* _RECORDED DATA_:
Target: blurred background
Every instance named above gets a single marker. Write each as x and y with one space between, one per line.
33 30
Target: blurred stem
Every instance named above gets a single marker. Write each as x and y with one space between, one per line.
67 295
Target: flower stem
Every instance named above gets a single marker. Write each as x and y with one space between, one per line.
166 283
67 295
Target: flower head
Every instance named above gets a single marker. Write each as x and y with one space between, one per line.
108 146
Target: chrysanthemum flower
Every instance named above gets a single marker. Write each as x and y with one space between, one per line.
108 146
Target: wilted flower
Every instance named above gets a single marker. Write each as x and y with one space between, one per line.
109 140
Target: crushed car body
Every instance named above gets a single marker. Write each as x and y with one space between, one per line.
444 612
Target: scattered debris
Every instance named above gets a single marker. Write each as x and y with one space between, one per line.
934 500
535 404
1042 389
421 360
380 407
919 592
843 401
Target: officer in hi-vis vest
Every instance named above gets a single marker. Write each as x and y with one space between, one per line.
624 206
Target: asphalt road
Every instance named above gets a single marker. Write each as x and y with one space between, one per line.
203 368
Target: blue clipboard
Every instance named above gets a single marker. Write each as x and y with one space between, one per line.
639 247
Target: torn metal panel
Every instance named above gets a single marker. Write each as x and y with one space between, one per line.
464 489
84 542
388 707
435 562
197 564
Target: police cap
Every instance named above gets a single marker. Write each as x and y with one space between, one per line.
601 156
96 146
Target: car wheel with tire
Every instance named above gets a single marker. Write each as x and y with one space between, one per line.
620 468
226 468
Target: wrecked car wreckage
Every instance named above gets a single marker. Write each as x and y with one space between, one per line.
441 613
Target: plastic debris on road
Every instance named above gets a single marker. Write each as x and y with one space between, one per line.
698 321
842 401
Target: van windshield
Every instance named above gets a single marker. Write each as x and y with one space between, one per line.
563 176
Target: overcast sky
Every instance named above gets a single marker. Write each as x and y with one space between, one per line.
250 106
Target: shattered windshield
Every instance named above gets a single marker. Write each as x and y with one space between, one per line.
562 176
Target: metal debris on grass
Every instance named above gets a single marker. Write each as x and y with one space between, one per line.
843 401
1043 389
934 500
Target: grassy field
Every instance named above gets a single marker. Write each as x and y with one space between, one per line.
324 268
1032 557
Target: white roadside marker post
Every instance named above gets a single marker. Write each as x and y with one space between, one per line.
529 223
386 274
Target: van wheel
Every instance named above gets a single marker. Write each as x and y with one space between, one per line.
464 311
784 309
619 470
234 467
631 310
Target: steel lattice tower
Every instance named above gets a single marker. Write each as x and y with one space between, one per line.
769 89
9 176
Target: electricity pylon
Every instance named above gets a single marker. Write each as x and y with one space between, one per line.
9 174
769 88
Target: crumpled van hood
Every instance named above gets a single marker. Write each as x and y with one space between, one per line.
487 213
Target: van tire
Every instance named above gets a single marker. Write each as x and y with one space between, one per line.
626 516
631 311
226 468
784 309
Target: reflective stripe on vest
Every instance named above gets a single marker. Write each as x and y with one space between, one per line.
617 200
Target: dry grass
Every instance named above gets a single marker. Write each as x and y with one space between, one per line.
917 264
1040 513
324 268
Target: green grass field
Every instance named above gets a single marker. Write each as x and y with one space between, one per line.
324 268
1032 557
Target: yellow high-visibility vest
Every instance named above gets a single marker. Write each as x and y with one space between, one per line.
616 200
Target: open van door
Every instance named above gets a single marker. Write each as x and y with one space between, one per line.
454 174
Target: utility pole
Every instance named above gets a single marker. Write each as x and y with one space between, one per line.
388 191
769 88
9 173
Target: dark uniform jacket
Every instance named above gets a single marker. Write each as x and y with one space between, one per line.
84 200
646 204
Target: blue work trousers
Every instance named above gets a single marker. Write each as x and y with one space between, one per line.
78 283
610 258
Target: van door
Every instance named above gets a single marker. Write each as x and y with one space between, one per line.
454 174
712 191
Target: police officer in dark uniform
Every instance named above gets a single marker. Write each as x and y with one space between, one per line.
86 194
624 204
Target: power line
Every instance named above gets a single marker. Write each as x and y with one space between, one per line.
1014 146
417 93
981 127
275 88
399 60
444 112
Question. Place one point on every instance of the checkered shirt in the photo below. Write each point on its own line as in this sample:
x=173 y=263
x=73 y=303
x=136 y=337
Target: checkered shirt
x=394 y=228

* _WORK TASK_:
Starting at the first line of the data above, please restate word for word every line up to and including the one that holds "Target: flower stem", and add nothing else.

* _WRITTEN RESPONSE_:
Target: blurred background
Every instance named above gets a single marker. Write each as x and y with one space between, one per line.
33 30
Target: blurred stem
Every instance named above gets a single marker. Write each as x and y with one space between, one per line.
67 295
Target: flower stem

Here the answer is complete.